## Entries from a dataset

────────

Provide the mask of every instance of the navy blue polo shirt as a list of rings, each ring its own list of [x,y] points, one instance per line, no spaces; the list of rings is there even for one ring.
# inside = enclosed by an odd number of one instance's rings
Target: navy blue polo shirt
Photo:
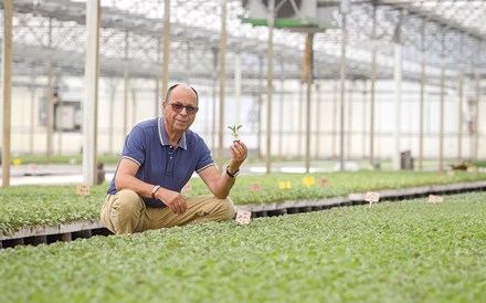
[[[190,129],[186,130],[177,146],[171,146],[163,121],[165,117],[160,116],[137,124],[125,139],[120,159],[129,159],[138,165],[138,179],[180,192],[194,171],[200,173],[214,165],[214,161],[204,140]],[[117,192],[117,171],[118,167],[108,194]],[[166,207],[161,201],[142,199],[147,207]]]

────────

## Task requirements
Swap "polo shirt" for "sport shirt" everywhere it appears in the records above, leaving everything else as it is. Leave the pictures out of your answer.

## Correct response
Provide the mask of every instance of the navy blue sport shirt as a list of rings, each ring its own list of [x,y] points, one instance per line, no spaces; the list of rings is there even for one ring.
# inside = enclosed by an odd number of one instance's rings
Target: navy blue sport shirt
Photo:
[[[190,129],[186,130],[177,146],[171,146],[163,121],[165,117],[160,116],[137,124],[125,139],[120,159],[129,159],[138,165],[138,179],[180,192],[194,171],[200,173],[214,165],[214,161],[204,140]],[[117,192],[117,171],[118,167],[108,194]],[[166,207],[161,201],[142,199],[147,207]]]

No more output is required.